### PROBLEM DETAILS
Return verbatim the run of lines that opens with the line holding "Find — the red" and closes with the last line of the records.

### TASK MATERIAL
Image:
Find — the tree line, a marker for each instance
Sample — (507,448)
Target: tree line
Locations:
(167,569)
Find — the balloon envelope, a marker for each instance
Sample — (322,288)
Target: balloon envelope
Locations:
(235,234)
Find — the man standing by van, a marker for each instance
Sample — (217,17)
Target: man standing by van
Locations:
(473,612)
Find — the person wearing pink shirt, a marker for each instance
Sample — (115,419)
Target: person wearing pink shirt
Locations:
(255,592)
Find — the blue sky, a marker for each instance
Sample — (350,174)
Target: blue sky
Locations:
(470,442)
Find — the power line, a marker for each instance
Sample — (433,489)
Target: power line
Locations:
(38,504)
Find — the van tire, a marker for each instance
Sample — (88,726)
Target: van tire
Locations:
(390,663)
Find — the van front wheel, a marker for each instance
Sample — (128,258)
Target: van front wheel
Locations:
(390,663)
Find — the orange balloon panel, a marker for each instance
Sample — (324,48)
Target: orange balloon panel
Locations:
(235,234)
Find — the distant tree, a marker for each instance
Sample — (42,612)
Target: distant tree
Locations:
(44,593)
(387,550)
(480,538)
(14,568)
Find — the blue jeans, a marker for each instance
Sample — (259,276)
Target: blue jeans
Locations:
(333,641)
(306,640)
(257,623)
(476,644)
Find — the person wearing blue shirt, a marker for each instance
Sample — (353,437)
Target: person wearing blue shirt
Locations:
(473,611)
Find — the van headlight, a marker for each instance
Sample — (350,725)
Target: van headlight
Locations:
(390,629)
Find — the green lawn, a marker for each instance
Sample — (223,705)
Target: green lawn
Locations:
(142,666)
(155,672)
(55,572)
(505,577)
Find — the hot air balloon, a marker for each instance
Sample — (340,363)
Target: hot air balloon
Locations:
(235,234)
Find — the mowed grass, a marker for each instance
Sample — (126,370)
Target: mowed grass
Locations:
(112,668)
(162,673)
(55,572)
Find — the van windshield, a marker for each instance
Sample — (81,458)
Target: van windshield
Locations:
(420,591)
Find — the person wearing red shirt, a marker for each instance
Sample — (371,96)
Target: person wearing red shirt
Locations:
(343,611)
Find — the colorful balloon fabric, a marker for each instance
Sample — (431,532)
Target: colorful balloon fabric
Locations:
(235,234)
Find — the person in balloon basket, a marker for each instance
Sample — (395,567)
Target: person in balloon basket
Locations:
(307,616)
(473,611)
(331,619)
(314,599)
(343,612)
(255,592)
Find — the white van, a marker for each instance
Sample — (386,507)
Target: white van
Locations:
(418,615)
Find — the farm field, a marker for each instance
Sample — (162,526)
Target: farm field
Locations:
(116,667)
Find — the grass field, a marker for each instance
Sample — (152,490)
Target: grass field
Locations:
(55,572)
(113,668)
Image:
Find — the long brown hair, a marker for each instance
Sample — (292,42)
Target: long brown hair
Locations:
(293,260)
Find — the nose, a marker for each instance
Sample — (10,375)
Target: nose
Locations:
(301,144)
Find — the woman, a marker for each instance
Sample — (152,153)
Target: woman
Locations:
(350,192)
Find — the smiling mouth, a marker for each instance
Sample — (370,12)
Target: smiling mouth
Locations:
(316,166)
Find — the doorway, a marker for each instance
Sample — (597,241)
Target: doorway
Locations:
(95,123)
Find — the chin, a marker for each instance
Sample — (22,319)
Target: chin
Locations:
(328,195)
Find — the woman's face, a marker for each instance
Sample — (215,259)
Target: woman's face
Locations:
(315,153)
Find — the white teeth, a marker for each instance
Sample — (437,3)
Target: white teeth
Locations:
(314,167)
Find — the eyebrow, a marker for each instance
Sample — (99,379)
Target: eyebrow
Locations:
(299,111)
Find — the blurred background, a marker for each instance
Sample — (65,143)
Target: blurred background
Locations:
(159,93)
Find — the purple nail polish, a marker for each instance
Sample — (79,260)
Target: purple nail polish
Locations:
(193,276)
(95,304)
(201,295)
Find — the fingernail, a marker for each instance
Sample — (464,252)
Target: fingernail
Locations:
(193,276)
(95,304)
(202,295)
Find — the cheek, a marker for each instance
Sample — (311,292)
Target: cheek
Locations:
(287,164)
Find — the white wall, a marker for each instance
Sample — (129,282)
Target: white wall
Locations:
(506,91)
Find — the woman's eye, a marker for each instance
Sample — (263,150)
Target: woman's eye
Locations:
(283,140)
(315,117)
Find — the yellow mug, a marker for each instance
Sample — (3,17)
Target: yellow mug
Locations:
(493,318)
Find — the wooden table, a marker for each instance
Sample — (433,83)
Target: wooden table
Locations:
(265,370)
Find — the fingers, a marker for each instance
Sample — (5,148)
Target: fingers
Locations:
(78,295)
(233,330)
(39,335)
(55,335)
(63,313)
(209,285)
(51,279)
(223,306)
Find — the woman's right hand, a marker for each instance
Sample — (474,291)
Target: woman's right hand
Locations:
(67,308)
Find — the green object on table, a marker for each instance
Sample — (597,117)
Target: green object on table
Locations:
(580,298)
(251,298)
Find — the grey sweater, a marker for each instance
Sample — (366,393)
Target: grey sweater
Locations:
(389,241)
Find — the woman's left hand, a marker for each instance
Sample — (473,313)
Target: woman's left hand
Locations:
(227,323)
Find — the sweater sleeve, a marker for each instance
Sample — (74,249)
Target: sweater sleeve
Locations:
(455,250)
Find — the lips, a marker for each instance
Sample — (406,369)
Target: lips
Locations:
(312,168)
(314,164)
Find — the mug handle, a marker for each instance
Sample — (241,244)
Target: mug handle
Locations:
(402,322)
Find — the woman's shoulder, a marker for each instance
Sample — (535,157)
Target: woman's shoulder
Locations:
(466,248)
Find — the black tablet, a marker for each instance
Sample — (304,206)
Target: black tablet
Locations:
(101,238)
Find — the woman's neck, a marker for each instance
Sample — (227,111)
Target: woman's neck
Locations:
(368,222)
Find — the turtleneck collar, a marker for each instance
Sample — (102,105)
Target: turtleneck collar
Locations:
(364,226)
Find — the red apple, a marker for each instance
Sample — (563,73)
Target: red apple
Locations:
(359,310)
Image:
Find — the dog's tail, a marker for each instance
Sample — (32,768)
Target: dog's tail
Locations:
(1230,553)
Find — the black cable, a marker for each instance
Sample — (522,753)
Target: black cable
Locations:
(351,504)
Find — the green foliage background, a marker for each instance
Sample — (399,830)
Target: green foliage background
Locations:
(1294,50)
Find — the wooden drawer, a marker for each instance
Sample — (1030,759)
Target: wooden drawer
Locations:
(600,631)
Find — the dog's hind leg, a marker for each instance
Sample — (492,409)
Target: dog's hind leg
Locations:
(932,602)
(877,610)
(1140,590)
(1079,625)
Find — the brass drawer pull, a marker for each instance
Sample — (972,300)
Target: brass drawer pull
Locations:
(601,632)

### OUTPUT OF THE EXERCISE
Find — the red apple, a marker for each instance
Sample — (563,73)
Target: red apple
Locations:
(359,310)
Image:
Find — the dog's tail, a marker for each instance
Sample — (32,768)
Target: dog's tail
Locations:
(1230,553)
Find — the black cable, a marker for each instance
Sample — (522,753)
Target: black cable
Locations:
(351,504)
Find — the green foliage background, a marker for each instance
Sample — (399,830)
Target: green foliage background
Locations:
(1294,50)
Find — the wooden drawer, a marker for each instance
Sample — (1030,759)
Target: wooden drawer
Locations:
(600,631)
Find — the dog's hind leg, a marker for each instance
Sample — (492,409)
Target: dog's hind leg
Locations:
(932,602)
(877,610)
(1140,590)
(1079,625)
Find — the brass drawer pull, a marker for each instance
Sample — (972,300)
Target: brass drawer pull
Locations:
(601,632)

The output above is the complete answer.